▶ [WHAT THIS TASK INVOLVES]
Without omitting anything, return the records precisely as given.

(Records from a data collection)
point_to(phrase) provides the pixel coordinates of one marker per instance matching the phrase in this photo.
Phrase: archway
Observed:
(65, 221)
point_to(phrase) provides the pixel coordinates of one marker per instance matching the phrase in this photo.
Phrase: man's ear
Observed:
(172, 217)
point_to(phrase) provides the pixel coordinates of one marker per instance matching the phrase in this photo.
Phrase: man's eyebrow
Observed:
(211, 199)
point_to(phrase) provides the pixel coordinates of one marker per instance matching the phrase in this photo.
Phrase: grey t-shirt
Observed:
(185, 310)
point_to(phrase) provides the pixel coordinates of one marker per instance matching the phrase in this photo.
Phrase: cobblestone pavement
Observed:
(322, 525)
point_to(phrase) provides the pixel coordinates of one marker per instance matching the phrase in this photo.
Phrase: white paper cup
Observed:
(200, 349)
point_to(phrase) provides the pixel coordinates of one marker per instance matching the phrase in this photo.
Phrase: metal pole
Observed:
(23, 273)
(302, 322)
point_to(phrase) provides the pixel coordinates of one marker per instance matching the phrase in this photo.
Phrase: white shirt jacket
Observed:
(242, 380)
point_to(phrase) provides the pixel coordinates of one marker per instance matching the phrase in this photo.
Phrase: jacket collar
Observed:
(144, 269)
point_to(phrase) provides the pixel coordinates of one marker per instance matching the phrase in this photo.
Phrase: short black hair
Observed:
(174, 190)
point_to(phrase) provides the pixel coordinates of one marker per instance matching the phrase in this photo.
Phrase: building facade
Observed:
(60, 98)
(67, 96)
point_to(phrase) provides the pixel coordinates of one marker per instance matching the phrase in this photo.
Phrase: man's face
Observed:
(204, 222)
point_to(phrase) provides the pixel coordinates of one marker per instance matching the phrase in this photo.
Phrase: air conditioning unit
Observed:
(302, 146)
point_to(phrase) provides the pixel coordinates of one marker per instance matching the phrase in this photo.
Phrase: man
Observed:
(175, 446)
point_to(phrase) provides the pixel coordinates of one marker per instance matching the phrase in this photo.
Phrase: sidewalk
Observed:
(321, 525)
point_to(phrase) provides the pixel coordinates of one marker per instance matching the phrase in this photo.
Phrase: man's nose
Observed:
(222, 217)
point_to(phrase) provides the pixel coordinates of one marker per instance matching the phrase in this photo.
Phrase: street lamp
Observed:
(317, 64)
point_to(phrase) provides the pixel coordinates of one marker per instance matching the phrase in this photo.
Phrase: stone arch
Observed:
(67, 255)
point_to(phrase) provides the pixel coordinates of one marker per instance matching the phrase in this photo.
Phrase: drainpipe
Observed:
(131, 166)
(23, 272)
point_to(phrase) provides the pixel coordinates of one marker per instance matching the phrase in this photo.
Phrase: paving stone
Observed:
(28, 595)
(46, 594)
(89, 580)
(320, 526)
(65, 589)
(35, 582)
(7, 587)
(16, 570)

▶ [ANSWER TO THE PROBLEM]
point_to(phrase) provides the pixel coordinates of one marker per instance matching the phrase in this photo.
Phrase: archway
Observed:
(65, 221)
point_to(phrase) provides the pixel coordinates of one marker per instance matching the phrase in this photo.
Phrase: man's ear
Observed:
(172, 217)
point_to(phrase) provides the pixel coordinates of one marker per instance matching the phrase in this photo.
Phrase: man's eyebrow
Observed:
(211, 199)
point_to(phrase) provides the pixel coordinates of one marker per instance matching the phrase in this photo.
Phrase: grey t-shirt
Observed:
(185, 310)
point_to(phrase) provides the pixel coordinates of one marker per instance matching the phrase in this photo.
Phrase: cobblestone pavement
Observed:
(322, 525)
point_to(phrase) provides the pixel coordinates of one marker per instance matching the phrase in this photo.
Phrase: white paper cup
Observed:
(200, 349)
point_to(phrase) provides the pixel coordinates of one marker per instance matching the phrase in this photo.
Phrase: metal pole
Observed:
(23, 273)
(302, 322)
point_to(phrase) provides the pixel coordinates of one marker per instance matching the phrase in this photo.
Phrase: white shirt jacket
Observed:
(242, 380)
point_to(phrase) provides the pixel coordinates of one marker per instance matching the phrase in this photo.
Phrase: jacket collar
Observed:
(144, 269)
point_to(phrase) provides the pixel coordinates of one marker per instance matching the phrase in this photo.
Phrase: short black hair
Observed:
(174, 190)
point_to(phrase) provides the pixel coordinates of one marker per instance matching the phrase in this photo.
Phrase: building facade
Observed:
(60, 98)
(67, 96)
point_to(phrase) provides the pixel coordinates of one marker per instance matching the phrase in this photo.
Phrase: man's face
Observed:
(204, 222)
point_to(phrase) provides the pixel coordinates of one marker per instance matching the phrase in this photo.
Phrase: air conditioning unit
Observed:
(302, 146)
point_to(phrase) provides the pixel coordinates of one marker per instance matching the phrase in this photo.
Phrase: man
Observed:
(175, 446)
point_to(phrase) provides the pixel coordinates of one marker per instance matching the phrase in this photo.
Phrase: sidewalk
Observed:
(321, 525)
point_to(phrase) provides the pixel coordinates of one marker per instance matching the phrase in this photo.
Phrase: man's nose
Observed:
(222, 217)
point_to(phrase) provides the pixel coordinates of one marker per instance matching the phrase in this photo.
Phrase: street lamp
Observed:
(317, 64)
point_to(phrase) provides the pixel coordinates of one marker per instance matching the phrase in this photo.
Phrase: stone arch
Observed:
(67, 255)
point_to(phrase) provides the pixel coordinates of one marker per instance matching the phrase in this photo.
Phrase: drainpipe
Observed:
(131, 166)
(23, 272)
point_to(phrase) provides the pixel coordinates of one marker per instance matching the phrase in this photo.
Phrase: paving stone
Observed:
(28, 595)
(46, 594)
(89, 580)
(320, 526)
(65, 589)
(35, 582)
(7, 587)
(16, 570)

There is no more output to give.